▶ [本文]:
· · · · ·
46億年変わらないこの風景毎日見ても……さすがに飽き飽きです!
食べ物は毎日毎日果物ばっかり、空もきれいなだけでバリエーションが少ないし、動物たちもたくさんいるといってもそれ程もつもんじゃありません!
だだっ広いエデンの園にこだまする、「ヒマだ!」の声……
そんなアダムのもとに、イブがやってきました。
またつまらない病?と心配してくれているイブですが、その気持ちはありがたいものの、だからと言って退屈が緩和されるわけじゃありません。
何か刺激はないのかとごねるアダム、そこでイブが提案したのはアデリーペンギンの交尾でも見に行くか?というちょっとアレなイベントでした!!
なんかイブさん、動物の交尾を見るのが大好きなようです……!

草原に並んであおむけに寝転がる二人。
アダムはイブに、こんなところに俺と二人ゴロゴロする生活って嫌にならないか?と尋ねるのですが、イブはこの暮らしが好きだし嫌だと思ったことは一度もない、アダムがそばにいれば幸せ、と満面の笑みをこぼします。
それでもアダムは、こんな怠惰な生活をしていたら頭が錆びついてしまう、何か大きな刺激が必要だともらし……ついに決意するのです。
禁断の果実を、食べよう!!
· · · · ·
▶ [提供データ]:
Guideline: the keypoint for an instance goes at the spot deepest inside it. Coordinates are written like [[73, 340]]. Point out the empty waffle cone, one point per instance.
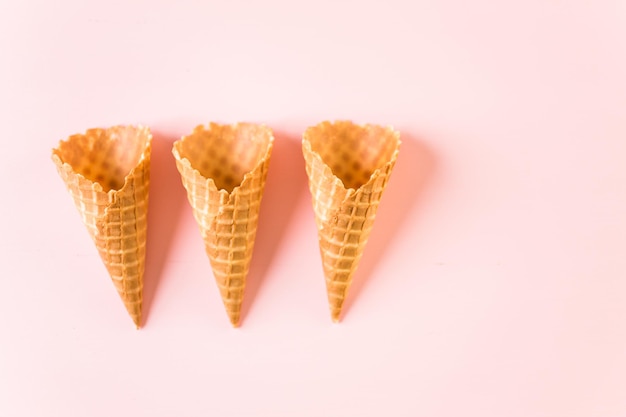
[[107, 172], [348, 166], [223, 169]]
· · · · ·
▶ [課題]:
1. アダムとイブの文章で、退屈がるアダムにイブが見に行こうと持ちかけたものは何か。
2. アダムとイブの文章の続きを書いてください。
リストはアダムとイブの文章とは別の資料です。

▶ [解答]:
1. アデリーペンギンの交尾です。

2.
木に登って果実をもぎ取ってみたものの、さすがにそのあとはちょっとためらいます。
もぐなとは言われていないと強がるアダムですが、イブはきっと毒があったりするんだよと及び腰。
そこでアダムはイブの鼻先にグイグイ果実を押し付け、めっちゃいい匂いだから嗅いでみろと持ち掛けると……瞬く間にそのいい匂いにメロメロになってしまうのです!!
エスカレートしてきた二人は、次に果実の表面をなめてみます。
なんだこれ、超うまい、と驚愕するアダムですが、イブのはまりっぷりはそれどころはありません!!
一心不乱に果実をペロリまくり、もうアダムの声も満足に聞こえていないようで。
楽しみはあとに取っておこうぜ、俺たちに残された最後の娯楽なんだから、といったん話題を変えようとするのですが……もうその時にはイブさん、果実にかぶりついていたのでした!!

果実を食べた瞬間から、イブに変化が現れます。
今までにはなかった羞恥心が芽生え、アダムや自分の半裸の格好を恥じるように。
まだ食べていないアダムは何が何だかわからないまま戸惑っていますと……イブ、パッとその姿を消してしまったではありませんか!!
うろたえていますと、そこに神様がやってきます。
神様は果実の件で怒り出すのですが、その内容は禁断の果実を食べるの遅すぎだろ!!というものでした!!
イブは禁断の果実を食べたことによって、エデンの園の外に飛ばされたんだ。
本来なら自発的にアダムが食べるのを待ちたかったが、そうも言っていられない、さっさとお前も果実を食べてイブを探してこい。
そう言ってアダムの口に果実を叩き込んだのでした!!!

気が付いたアダムは、人でごった返すスクランブル交差点の中央に全裸で寝っ転がっておりました。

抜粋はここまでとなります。